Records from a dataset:
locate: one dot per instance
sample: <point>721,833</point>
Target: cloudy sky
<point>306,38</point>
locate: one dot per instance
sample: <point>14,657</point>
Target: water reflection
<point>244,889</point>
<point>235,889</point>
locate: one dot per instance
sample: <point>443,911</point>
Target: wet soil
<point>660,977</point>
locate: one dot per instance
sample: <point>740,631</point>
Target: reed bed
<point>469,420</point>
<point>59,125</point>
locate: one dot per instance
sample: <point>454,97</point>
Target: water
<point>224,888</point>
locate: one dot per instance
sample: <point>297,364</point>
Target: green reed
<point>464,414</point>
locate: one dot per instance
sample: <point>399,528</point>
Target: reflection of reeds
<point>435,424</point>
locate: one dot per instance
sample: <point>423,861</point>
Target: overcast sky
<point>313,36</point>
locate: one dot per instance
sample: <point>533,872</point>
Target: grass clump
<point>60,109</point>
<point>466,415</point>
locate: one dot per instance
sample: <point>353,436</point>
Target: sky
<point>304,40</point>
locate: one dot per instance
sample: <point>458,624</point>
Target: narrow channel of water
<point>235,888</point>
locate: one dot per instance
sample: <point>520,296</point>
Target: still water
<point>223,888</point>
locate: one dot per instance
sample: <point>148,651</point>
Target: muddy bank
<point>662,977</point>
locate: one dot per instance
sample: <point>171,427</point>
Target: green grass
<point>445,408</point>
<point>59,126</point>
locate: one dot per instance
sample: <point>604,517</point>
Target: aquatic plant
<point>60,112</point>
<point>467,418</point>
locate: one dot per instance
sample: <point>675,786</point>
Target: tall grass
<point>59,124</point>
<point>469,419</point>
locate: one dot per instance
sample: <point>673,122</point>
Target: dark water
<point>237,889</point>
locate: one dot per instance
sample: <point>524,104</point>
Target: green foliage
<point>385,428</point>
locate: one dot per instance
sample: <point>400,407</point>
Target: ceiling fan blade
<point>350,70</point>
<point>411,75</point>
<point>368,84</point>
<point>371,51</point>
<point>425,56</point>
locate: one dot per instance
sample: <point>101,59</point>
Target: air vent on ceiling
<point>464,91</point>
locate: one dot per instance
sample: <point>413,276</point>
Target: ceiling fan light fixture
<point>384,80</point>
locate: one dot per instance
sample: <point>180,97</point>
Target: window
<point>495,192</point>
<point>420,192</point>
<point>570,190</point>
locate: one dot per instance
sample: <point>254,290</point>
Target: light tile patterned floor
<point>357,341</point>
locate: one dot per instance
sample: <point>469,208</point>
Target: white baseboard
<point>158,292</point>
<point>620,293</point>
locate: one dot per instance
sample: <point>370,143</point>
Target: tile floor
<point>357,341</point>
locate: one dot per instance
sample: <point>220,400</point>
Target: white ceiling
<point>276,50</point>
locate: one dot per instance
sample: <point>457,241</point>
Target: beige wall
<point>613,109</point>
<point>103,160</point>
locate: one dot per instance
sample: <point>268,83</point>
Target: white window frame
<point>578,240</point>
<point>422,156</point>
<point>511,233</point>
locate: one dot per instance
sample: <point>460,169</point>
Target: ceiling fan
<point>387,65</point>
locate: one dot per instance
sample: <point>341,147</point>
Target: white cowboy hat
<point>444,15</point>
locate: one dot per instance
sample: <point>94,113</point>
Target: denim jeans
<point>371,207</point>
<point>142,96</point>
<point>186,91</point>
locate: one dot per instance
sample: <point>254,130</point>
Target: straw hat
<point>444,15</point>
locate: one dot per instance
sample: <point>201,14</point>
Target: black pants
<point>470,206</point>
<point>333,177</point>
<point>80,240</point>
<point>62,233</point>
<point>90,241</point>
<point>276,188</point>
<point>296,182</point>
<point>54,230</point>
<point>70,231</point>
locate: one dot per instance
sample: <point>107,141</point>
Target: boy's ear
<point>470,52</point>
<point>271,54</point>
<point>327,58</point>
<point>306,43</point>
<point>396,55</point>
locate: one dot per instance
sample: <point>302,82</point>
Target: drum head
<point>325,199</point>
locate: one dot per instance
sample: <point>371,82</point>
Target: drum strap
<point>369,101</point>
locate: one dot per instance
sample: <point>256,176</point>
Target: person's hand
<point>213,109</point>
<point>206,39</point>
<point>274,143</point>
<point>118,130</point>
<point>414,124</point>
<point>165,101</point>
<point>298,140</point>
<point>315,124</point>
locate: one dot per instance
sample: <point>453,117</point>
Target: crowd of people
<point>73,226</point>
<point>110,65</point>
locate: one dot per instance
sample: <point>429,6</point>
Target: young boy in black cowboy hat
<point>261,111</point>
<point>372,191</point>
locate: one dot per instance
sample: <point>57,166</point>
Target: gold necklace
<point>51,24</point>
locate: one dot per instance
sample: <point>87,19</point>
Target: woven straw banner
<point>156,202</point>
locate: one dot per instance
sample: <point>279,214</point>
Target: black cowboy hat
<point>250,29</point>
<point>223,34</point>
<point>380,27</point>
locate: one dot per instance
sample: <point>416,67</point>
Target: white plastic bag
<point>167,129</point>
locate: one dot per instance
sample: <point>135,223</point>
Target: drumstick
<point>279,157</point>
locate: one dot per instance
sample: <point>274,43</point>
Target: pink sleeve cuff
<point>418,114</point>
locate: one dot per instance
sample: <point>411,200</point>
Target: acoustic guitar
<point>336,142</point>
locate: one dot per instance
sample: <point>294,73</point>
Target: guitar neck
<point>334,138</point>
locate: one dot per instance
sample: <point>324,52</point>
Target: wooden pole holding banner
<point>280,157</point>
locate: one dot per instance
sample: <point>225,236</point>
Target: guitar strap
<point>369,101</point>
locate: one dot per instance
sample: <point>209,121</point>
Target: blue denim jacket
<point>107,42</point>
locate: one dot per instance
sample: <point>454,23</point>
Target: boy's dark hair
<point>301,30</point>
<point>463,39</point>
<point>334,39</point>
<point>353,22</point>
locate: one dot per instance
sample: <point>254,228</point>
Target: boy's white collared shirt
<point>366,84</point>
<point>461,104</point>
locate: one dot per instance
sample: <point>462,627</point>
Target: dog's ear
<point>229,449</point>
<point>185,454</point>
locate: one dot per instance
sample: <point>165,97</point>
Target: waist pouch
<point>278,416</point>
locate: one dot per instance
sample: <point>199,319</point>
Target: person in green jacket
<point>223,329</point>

Task instructions:
Reproduce the material verbatim, starting from its first line and ending with the line that contains "<point>304,40</point>", with both of those lines included.

Result of the exercise:
locate: one dot per instance
sample: <point>721,833</point>
Target: cloudy sky
<point>306,38</point>
locate: one dot per instance
sample: <point>14,657</point>
Target: water reflection
<point>244,889</point>
<point>235,889</point>
locate: one dot per instance
sample: <point>443,911</point>
Target: wet soil
<point>660,977</point>
locate: one dot per instance
sample: <point>740,631</point>
Target: reed bed
<point>469,420</point>
<point>59,125</point>
locate: one dot per instance
sample: <point>454,97</point>
Target: water
<point>224,888</point>
locate: one dot per instance
sample: <point>297,364</point>
Target: green reed
<point>464,414</point>
locate: one dot per instance
sample: <point>399,528</point>
Target: reflection of reeds
<point>435,424</point>
locate: one dot per instance
sample: <point>423,861</point>
Target: overcast sky
<point>313,36</point>
locate: one dot per instance
sample: <point>533,872</point>
Target: grass clump
<point>60,109</point>
<point>466,415</point>
locate: one dot per instance
sample: <point>353,436</point>
Target: sky
<point>304,40</point>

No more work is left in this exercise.